Problem:
Transcribe the records exactly from the line with "Tag a point on every instance of the wooden shelf" to the end, both included.

Records for this exercise:
-- start --
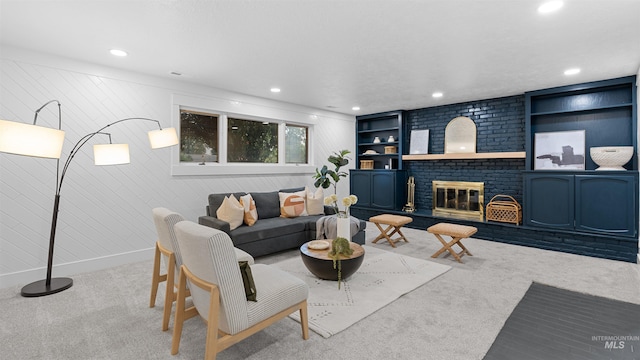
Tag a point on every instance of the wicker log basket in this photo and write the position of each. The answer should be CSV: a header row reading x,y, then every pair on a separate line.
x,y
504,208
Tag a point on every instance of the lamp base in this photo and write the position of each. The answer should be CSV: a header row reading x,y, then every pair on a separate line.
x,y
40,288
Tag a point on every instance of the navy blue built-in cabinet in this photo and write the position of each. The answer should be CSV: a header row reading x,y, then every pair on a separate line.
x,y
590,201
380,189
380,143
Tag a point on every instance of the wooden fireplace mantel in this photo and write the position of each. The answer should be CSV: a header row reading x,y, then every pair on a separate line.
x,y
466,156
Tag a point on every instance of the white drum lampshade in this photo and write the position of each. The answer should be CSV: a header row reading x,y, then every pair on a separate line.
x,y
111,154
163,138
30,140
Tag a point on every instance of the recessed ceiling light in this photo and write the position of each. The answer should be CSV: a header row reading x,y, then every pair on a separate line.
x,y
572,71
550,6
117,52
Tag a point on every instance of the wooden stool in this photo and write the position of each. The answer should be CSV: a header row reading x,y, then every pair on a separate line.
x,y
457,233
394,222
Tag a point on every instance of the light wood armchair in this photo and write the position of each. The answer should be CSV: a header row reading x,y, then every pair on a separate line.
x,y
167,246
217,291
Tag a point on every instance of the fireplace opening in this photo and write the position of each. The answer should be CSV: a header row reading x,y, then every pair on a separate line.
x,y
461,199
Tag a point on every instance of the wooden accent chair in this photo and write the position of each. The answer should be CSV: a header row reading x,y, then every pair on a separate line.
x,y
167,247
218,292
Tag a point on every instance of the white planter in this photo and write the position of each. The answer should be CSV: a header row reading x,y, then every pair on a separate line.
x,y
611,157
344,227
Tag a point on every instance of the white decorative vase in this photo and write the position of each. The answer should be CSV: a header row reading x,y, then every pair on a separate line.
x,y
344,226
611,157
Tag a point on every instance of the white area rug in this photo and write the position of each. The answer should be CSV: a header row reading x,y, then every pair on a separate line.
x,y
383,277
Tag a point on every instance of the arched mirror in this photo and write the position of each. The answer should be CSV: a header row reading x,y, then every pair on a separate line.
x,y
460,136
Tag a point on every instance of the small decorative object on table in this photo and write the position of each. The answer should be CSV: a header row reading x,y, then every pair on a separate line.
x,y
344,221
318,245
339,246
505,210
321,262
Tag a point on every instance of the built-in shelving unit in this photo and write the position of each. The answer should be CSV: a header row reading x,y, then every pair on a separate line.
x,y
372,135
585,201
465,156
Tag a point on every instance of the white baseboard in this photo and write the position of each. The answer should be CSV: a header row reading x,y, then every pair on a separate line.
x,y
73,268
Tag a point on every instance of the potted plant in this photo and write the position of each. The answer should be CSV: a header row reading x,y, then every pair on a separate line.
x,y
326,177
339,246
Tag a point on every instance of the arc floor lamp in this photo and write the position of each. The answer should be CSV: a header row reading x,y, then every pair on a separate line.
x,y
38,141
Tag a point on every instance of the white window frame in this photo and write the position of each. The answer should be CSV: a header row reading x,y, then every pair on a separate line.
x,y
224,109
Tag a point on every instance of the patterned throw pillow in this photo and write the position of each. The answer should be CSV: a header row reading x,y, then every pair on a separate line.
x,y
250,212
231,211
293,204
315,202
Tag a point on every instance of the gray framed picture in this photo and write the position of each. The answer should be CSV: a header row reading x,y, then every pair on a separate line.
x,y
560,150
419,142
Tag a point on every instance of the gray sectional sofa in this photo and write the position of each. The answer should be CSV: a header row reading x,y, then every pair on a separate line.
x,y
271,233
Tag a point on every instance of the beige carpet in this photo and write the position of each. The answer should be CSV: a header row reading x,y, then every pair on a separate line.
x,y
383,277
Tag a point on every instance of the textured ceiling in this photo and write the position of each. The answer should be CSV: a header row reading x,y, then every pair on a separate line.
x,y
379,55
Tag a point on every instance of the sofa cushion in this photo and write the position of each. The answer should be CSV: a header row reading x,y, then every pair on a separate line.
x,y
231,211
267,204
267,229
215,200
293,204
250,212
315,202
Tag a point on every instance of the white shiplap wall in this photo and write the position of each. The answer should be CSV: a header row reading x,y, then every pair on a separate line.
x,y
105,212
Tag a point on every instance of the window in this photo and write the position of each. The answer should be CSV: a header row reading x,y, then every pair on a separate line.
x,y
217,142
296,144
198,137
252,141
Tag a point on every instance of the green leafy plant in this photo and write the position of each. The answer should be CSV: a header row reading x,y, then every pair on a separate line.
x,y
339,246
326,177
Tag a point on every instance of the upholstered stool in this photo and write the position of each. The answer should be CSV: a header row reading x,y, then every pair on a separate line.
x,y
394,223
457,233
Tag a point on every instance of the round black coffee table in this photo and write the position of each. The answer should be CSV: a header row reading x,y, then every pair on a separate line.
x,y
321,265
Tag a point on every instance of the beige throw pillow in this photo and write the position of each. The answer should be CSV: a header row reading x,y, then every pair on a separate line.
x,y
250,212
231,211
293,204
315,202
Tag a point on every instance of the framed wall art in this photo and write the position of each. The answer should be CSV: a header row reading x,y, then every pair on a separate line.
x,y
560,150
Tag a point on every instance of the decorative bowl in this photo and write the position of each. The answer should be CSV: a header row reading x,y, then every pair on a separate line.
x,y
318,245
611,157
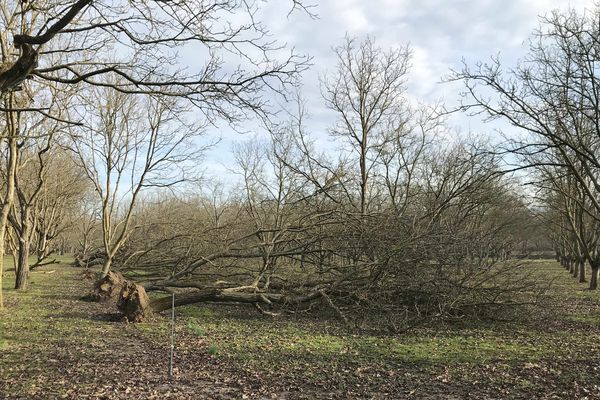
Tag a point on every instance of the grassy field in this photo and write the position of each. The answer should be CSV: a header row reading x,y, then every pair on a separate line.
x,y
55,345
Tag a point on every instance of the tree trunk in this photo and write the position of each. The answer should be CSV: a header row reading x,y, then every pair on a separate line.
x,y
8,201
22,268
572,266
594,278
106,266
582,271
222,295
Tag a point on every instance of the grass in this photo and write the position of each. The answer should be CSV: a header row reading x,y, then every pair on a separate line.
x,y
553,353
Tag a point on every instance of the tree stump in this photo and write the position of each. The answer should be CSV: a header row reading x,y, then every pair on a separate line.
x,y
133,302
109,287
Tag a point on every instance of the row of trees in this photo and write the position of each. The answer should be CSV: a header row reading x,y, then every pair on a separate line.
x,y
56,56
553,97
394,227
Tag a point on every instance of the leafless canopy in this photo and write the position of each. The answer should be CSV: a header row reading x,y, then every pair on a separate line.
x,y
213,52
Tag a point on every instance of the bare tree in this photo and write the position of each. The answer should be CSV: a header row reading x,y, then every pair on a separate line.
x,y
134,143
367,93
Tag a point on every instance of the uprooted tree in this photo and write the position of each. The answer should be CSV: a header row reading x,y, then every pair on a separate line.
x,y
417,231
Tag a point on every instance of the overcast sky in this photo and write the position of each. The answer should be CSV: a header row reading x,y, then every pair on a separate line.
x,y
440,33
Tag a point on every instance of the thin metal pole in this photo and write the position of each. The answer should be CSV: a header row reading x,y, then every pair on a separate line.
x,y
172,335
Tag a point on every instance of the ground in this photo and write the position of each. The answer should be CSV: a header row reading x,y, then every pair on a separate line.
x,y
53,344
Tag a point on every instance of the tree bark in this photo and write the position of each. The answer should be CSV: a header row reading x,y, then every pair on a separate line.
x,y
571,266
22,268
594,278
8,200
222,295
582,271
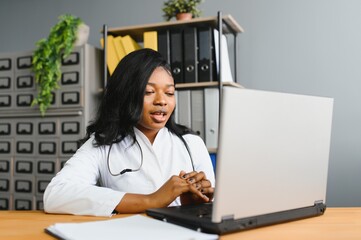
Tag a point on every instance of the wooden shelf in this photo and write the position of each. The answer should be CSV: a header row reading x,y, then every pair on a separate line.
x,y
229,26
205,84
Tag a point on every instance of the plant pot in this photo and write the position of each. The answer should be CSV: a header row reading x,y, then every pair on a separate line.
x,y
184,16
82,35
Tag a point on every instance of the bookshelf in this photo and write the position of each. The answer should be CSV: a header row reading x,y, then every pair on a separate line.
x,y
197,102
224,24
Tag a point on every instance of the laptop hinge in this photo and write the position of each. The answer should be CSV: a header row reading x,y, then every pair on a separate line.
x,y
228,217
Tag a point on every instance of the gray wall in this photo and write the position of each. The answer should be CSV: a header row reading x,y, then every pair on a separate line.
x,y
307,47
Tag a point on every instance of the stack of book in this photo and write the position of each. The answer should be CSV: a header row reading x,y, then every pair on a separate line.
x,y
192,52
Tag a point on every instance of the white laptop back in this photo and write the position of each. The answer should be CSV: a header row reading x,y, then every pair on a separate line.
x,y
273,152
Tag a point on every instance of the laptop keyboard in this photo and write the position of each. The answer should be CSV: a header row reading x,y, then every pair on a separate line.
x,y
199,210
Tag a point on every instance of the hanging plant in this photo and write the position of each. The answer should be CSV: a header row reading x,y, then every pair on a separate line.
-- end --
Reply to the exercise:
Tag a point on every instance of the wooden shelf in this photo and write the position of each. The answer should be CSV: a header row reading x,y, then every pair on a separate line.
x,y
229,26
205,84
Tag a point on every instance of the plant pot in this photo and write the position of each. The answer should be CSV: a header row reading x,y, then every pair on a separate line.
x,y
184,16
82,35
Tag a point on every instance of the bookshelf in this photo and write the position of each. The answer should be CSV: a header row reading x,y, then every pair on a separate line.
x,y
197,102
224,24
Tag a point on every instance of the laptop hinge in this photo and write the position of each. The answer should be CSV: a header row reading x,y, then every pair on a separate line.
x,y
228,217
Tag a point on every instance of the gray wall in this photo and write the position of each. The answer should be CSV: a header row reading x,y, then every pair on a separate line.
x,y
307,47
Tag a point on every instance of the stack of book in this photo and write the position of each. The answer should be CSV: a header row reading x,y, then every pair on a separate line.
x,y
192,52
Tag a point on every instance of the white laptop back in this photo and write the position of each. The answer should be CSV: a header row reading x,y, then every pair on a separate line.
x,y
273,152
Tag a point on every instance of the laptop keyboard in this photo and write the position of each. The answer should be CSV: a header row reading x,y, then every pair on a separate line.
x,y
199,210
Tag a point on every instance of the hanging plant in this photo and write the position of each. The answer should be CSV: a header row reading x,y, then every pair on a separate line.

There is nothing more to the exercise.